■ OBJECTIVES:
1/ Reproduce the passage of the forum post on Cauchy sequences that begins with the words "No; the set" and ends after "the underlying set.".
2/ Carry on the forum exchange about completing the rational numbers with Cauchy sequences, picking up after its last sentence.

■ EXTRACT:
***
In <GbydnfG1Xq3Nu5HMnZ2dnUVZ_jqdnZ2d@giganews.com>, on 02/01/2013
at 02:32 PM, fom <fomJUNK@nyms.net> said:

>So, for example, there are "gaps" in the system of rational
>numbers. One can, assuming completed infinities, define infinite
>sets of rational numbers corresponding to the elements of a
>Cauchy sequence.

What would be the point? You're introducing extra machinery into what
is a very simple construction.

>When the limit of the sequence is, itself, a rational number,
>that infinite set becomes a representation of that rational number
>in the complete space whose "numbers" are equivalence classes of
>Cauchy sequences sharing the same limit.

No; the set of values taken by the sequence is irrelevant. If a Cauchy
sequence in the rationals converges then the *sequence* is a
representative of its limit.

>When the limit of a Cauchy sequence does not exist as a rational
>number, that Cauchy sequence becomes a representative of the
>equivalence class of Cauchy sequences that cannot be
>differentiated from that representative using the order relation
>between the rational numbers of the underlying set.
***
■ MATERIAL PROVIDED:
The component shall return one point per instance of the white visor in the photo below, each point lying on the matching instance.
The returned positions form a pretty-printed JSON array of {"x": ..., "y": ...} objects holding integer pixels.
***
■ RESPONSES FOR EACH TASK:
1/
No; the set of values taken by the sequence is irrelevant. If a Cauchy
sequence in the rationals converges then the *sequence* is a
representative of its limit.

>When the limit of a Cauchy sequence does not exist as a rational
>number, that Cauchy sequence becomes a representative of the
>equivalence class of Cauchy sequences that cannot be
>differentiated from that representative using the order relation
>between the rational numbers of the underlying set.

2/
What are you trying to say? The definition of the equivalence relation
is the same whether the Cauchy sequences converge or not; two
sequences are equivalent if their difference converges to zero. Any
Cauchy sequence is a representative of its equivalence class, by
definition.

>These "numbers" have no corresponding rational number as a limit
>and are, therefore, distinguished as a different logical type in
>the *new*, completed space.

Non sequitor, and false. There is nothing logically special about
equivalence classes of Cauchy sequences that converge.

>To call a subset of a complete space a dense subset is to say that
>such a logical type construction could be made from that subset
>to recover the original space.

Completeness only applies to metric spaces[1], while denseness applies
to subsets of arbitrary topological spaces. You can't in general
reconstruct a topological space from only a dense subset, not even if
the space is compact.

[1] Well, slightly more general.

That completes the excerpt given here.